Assigned task — Given the material below, output exactly the lines from the line with "negative clicks: (929, 954) (961, 971)" to the line with "positive clicks: (924, 975)", both ends included, and no other lines.

◇ ◇ ◇

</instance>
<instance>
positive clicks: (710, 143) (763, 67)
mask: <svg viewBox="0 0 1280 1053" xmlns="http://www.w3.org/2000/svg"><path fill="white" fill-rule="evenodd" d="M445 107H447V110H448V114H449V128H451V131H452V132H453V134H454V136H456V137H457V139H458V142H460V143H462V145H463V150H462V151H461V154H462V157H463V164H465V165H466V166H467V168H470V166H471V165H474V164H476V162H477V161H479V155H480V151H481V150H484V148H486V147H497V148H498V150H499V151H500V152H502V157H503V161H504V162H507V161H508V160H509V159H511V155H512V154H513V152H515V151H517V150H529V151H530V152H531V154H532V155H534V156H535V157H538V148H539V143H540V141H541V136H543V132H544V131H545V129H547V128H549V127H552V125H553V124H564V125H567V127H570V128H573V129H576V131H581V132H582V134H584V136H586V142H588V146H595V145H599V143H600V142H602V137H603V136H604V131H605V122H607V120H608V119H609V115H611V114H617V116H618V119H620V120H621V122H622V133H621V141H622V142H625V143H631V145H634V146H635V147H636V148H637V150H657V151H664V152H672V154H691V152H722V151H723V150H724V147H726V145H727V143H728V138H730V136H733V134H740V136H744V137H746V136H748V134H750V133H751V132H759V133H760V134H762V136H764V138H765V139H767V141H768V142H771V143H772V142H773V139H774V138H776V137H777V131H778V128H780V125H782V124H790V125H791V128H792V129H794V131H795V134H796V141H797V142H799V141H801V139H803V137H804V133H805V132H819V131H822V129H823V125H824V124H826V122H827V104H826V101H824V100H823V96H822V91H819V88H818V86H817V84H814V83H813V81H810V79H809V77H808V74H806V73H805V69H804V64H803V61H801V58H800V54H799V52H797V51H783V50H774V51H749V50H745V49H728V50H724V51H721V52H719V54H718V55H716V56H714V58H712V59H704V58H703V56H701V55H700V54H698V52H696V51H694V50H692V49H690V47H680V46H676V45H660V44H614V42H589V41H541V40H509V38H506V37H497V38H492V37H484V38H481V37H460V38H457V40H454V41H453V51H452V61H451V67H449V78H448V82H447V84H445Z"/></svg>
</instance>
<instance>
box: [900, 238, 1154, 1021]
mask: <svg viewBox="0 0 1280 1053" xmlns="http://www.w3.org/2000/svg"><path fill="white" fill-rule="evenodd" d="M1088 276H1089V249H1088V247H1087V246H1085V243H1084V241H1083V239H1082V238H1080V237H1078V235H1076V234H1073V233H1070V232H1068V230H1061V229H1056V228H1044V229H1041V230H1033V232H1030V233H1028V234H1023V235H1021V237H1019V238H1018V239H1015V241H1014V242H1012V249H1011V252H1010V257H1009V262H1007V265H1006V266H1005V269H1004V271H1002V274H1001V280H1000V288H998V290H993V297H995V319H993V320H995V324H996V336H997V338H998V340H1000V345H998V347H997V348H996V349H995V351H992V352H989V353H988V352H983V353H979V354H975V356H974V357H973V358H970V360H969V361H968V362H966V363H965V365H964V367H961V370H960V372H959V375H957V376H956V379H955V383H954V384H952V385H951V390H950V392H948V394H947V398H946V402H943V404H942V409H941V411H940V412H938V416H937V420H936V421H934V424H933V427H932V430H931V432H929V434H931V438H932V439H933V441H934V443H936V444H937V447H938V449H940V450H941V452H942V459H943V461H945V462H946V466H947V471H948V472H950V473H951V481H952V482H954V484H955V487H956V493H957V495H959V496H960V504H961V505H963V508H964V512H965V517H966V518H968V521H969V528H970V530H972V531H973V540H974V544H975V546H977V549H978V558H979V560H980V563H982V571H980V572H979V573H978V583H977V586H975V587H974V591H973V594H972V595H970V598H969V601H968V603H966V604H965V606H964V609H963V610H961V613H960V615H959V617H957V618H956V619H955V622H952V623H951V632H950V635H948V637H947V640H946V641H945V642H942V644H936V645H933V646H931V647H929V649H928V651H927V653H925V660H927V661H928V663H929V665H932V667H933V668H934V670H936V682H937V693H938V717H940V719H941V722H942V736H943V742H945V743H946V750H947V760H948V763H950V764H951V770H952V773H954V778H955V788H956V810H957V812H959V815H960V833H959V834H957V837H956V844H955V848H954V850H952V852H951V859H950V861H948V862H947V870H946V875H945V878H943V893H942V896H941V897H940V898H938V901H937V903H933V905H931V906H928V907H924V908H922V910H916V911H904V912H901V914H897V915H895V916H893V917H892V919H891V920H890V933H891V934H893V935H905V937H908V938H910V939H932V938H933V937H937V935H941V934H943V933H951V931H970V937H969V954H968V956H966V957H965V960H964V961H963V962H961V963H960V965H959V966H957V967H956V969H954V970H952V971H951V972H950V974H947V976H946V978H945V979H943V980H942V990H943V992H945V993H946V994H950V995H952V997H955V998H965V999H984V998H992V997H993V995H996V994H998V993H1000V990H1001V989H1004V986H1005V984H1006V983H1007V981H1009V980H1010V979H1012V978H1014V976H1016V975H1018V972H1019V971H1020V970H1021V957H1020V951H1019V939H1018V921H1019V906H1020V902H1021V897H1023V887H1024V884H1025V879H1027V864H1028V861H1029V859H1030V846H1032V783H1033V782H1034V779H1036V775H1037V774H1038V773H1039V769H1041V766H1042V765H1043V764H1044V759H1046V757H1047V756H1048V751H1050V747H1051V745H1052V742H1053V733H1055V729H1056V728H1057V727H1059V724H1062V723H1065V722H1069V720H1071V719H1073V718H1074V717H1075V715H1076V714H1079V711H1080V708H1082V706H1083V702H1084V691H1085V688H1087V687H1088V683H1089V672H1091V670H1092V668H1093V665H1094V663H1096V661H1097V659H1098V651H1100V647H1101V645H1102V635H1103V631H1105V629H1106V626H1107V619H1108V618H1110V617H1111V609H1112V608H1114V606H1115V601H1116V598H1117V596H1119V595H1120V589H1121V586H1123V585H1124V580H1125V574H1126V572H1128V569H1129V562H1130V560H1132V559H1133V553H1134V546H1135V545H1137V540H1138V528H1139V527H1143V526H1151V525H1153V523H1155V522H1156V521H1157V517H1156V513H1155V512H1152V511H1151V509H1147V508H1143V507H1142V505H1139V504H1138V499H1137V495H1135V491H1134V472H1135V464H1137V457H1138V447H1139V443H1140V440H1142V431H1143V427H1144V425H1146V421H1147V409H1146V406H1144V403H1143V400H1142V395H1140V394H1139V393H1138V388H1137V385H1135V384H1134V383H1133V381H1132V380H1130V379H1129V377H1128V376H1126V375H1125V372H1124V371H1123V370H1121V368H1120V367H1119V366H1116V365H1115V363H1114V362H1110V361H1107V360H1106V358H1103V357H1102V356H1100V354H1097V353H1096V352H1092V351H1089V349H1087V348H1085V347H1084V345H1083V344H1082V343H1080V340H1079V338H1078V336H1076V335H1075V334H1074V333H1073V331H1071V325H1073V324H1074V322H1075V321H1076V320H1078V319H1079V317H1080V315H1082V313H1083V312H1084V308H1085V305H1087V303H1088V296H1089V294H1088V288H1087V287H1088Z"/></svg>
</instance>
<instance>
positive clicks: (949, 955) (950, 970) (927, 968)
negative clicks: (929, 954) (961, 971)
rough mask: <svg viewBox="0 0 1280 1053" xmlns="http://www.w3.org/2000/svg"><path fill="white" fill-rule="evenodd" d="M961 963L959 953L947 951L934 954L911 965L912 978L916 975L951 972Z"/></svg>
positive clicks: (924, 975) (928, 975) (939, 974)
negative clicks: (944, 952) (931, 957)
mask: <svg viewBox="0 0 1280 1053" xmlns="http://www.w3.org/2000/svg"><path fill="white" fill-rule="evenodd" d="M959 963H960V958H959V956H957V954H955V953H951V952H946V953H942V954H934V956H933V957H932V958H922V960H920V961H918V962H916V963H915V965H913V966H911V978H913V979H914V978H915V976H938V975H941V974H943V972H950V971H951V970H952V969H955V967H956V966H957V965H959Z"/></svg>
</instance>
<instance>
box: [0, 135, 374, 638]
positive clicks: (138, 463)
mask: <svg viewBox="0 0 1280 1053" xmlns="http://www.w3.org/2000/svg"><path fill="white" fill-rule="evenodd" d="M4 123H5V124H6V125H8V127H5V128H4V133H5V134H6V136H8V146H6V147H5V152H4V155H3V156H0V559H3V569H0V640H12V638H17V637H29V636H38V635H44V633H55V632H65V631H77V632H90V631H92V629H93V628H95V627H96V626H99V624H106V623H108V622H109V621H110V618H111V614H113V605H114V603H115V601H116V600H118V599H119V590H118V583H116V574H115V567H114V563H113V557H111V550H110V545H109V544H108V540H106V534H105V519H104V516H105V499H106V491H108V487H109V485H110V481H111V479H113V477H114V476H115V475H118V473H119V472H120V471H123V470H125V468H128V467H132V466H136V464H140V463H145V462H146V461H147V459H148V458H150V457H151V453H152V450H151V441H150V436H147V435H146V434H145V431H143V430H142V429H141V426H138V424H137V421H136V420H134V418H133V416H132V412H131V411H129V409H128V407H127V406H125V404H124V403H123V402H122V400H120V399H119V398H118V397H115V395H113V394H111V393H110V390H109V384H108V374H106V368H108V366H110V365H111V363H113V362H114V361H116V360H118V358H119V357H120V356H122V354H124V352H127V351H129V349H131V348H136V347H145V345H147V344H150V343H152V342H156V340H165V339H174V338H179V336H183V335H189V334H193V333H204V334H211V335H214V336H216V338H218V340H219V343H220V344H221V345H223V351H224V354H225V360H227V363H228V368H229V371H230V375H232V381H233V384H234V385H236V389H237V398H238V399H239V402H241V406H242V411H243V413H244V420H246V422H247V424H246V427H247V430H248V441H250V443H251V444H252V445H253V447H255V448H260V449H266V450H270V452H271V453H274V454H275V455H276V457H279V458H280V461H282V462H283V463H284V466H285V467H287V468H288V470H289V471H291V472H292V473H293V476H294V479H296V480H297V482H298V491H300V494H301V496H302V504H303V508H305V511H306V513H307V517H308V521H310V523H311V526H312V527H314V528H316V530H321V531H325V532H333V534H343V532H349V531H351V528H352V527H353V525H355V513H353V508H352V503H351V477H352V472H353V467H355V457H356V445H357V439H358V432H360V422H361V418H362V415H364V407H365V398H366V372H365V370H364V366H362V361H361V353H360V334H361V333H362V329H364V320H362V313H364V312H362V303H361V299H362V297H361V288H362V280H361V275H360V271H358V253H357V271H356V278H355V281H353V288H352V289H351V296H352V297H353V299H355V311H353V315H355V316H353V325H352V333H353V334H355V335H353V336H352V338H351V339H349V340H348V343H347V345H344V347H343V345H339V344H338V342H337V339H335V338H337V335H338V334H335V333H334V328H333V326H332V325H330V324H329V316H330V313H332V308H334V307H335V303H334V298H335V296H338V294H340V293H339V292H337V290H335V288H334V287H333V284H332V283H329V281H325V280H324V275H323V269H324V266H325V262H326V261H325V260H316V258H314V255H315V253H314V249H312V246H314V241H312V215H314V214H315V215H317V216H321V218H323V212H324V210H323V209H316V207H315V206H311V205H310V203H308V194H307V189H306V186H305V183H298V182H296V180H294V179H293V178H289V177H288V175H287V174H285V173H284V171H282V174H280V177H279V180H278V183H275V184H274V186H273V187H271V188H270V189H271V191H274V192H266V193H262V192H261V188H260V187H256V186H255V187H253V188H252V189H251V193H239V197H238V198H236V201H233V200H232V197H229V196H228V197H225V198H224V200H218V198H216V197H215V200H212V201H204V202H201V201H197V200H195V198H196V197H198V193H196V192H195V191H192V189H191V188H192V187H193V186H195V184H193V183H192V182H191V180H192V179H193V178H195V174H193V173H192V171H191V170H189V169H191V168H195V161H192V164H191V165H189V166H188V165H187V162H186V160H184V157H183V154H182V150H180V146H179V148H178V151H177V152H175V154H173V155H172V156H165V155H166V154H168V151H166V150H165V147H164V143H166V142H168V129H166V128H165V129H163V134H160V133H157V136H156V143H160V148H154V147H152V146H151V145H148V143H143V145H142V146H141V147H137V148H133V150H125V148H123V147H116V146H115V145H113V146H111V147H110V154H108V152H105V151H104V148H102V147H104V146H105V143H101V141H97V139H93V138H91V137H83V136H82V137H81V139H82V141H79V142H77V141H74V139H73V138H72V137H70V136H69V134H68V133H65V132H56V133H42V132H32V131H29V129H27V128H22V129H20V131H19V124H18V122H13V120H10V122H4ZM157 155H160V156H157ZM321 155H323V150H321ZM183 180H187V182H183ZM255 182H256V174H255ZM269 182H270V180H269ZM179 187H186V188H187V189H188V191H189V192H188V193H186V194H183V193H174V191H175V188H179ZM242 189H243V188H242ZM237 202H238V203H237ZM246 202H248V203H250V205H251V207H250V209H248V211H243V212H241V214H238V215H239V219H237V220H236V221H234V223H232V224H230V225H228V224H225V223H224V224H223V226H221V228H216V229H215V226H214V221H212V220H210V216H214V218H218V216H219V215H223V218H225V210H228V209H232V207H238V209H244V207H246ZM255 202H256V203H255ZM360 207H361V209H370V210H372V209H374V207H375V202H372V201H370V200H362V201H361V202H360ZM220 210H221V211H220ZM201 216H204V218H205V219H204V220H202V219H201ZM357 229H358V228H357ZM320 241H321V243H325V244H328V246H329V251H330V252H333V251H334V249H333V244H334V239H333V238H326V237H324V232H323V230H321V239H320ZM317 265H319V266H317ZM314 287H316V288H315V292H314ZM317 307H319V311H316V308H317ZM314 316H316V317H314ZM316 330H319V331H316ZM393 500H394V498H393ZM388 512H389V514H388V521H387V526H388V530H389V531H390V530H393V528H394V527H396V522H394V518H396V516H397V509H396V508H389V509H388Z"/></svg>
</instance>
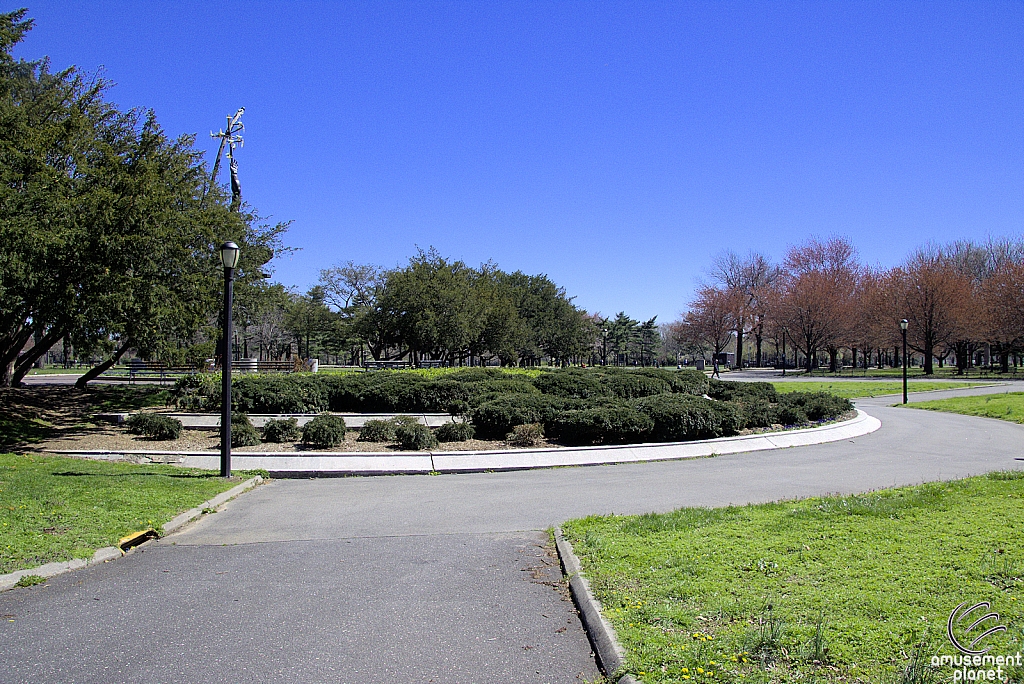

◇ ◇ ◇

Exercise answer —
negative clicks: (929, 954) (961, 971)
rough mask: <svg viewBox="0 0 1280 1053" xmlns="http://www.w3.org/2000/svg"><path fill="white" fill-rule="evenodd" d="M961 963L959 953L947 951L934 954L911 965L912 978L916 975L951 972Z"/></svg>
positive clicks: (924, 975) (928, 975) (939, 974)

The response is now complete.